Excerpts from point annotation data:
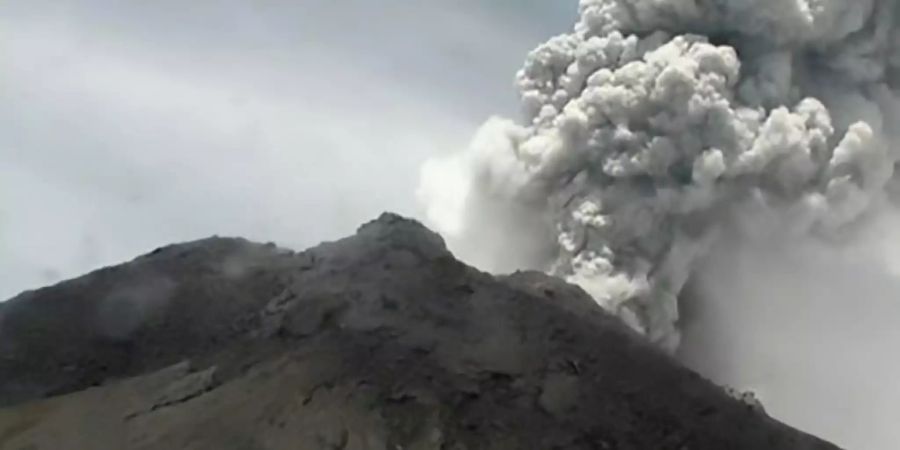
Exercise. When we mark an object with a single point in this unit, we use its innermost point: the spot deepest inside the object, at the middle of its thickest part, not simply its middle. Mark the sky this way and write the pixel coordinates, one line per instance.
(129, 125)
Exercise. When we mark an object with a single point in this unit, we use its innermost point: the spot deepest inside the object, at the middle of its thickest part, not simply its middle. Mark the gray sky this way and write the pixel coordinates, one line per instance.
(126, 125)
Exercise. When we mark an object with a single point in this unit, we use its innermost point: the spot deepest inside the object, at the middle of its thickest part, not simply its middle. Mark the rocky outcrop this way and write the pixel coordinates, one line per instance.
(378, 341)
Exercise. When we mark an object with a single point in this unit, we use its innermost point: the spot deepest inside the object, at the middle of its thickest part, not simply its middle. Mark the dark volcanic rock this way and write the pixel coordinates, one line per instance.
(379, 341)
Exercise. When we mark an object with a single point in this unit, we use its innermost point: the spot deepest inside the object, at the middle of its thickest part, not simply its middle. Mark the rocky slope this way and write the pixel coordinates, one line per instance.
(379, 341)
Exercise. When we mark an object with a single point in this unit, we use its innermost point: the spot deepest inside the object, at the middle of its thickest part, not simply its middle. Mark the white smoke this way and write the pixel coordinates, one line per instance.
(661, 138)
(655, 124)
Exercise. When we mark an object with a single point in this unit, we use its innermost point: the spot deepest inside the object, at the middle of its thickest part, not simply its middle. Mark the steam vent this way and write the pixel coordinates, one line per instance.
(382, 340)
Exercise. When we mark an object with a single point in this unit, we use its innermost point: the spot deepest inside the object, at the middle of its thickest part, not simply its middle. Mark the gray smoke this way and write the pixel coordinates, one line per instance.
(742, 148)
(657, 124)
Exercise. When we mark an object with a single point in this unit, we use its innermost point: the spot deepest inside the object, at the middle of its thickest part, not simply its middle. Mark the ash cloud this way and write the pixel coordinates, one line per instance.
(720, 175)
(656, 126)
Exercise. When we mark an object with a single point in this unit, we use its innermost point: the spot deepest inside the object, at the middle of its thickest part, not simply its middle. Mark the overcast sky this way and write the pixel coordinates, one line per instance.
(126, 125)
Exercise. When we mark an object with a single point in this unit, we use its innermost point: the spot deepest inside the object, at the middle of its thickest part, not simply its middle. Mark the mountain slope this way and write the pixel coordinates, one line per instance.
(378, 341)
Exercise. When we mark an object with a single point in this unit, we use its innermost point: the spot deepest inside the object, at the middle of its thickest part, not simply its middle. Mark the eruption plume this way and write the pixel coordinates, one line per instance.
(656, 127)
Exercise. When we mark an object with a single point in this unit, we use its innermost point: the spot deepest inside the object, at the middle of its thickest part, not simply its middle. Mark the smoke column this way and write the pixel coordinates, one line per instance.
(661, 137)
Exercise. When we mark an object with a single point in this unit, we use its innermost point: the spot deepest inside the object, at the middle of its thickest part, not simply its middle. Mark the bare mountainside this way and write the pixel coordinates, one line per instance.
(378, 341)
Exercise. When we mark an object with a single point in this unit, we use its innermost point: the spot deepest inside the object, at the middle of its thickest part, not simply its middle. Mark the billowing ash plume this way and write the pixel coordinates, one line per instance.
(657, 124)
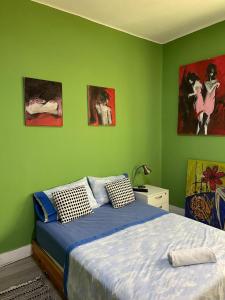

**Requirements**
Present the material above as a numbered list with no blank lines, and leave the pictures out.

**The reply**
1. Exercise. When we mark an object with a single point in this unit, we use its innermost point: the spot deepest inside the object, at the middle of its thickest part, not simply its middle. Mark the sky this way and write the pixel coordinates, one line per instance.
2. (129, 125)
3. Exercise. When we mark an object with a single point in this unit, we use its innermost point: the spot deepest inside the object, at the middle of its thickest part, not simply its middle. Mark the gray sky this way and write the pixel coordinates, one line per instance.
4. (126, 125)
5. Exercise. When we mark an object with a single point in this unit, we use its innermost point: the spot deepest inside the object, at the middle of its thickest part, not simply its middle. Mark the rocky outcrop this way and write the pixel coordinates, one line per instance.
6. (378, 341)
7. Exercise. When we mark an object with a single point in this unit, we use its innermost point: the spot deepest inside the object, at the middle of its thickest part, not simply its middle. Mark the dark volcanic rock this way and write the pixel coordinates, one line per instance.
8. (379, 341)
9. Exercise. When we mark an object with a single point in this unit, we use its innermost point: the spot deepest inside the object, at the middle of its thickest part, not simply its middle. Mark the rocky slope this way and write the pixel coordinates, one line per instance.
10. (379, 341)
11. Exercise. When we mark an object with a single point in this unit, we use its innermost point: the spot deepest inside the object, at the middle of its thickest part, not simply its middle. Mark the white smoke this way and write the pixel coordinates, one line per instance.
12. (661, 138)
13. (655, 124)
14. Exercise. When we mark an object with a single point in this unit, we use its innermost point: the spot deepest inside the object, at the middle of its thickest part, not simply its middle. Mark the steam vent this way and write the pixel coordinates, one line per instance.
15. (382, 340)
16. Exercise. When we mark an object with a single point in this unit, we use its innermost point: the spot deepest inside the object, at the middle of its thickest part, not simply its middle. Mark the gray smoke this way and write the pixel coordinates, one line per instance.
17. (742, 148)
18. (657, 124)
19. Exercise. When we mark an object with a single point in this unit, we use its innermost point: the spot deepest inside the object, at the middle of its thickest part, not simply its middle. Mark the ash cloud this way and write the pixel coordinates, one line per instance.
20. (720, 175)
21. (656, 126)
22. Exercise. When we mark an object with a single point in this unit, we use its innermost point: the spot deepest inside the object, at the middle of its thickest part, not simply its middle. Mark the overcast sky this way and write the pixel coordinates, one line per instance.
23. (126, 125)
24. Exercise. When we mark an object with a single point in this unit, we use its innermost point: the spot deepest inside the object, at the middle of its thickest part, not simply its middle. Mark the mountain slope this way and write the pixel coordinates, one line per instance.
25. (378, 341)
26. Exercise. When we mark an object with a single point in this unit, we use its innermost point: the spot deepest inside the object, at the middle of its thickest part, not simply its middle. Mark the eruption plume this way and write the pixel coordinates, one line per instance.
27. (656, 127)
28. Exercise. When we mark an object with a single point in this unit, we use its innermost point: the spot deepest inside the object, at the middle of its thickest part, not simply its middle. Mark the smoke column this way and write the pixel coordinates, one line per instance.
29. (661, 137)
30. Exercise. When we mark an object with a single point in this unit, we use its innermost point: the spot deepest inside the object, at the middle of its thickest part, not simply its middle. Mark the bare mountainside this way and write the pixel coordinates, one line per instance.
31. (378, 341)
32. Exercise. When we mark an object with a single point in this unit, we use its innermost point: the spot deepest inside the object, at the middle of its thickest part, not simply its middle. Mark the billowing ash plume this way and write the pixel coordinates, one line per instance.
33. (657, 124)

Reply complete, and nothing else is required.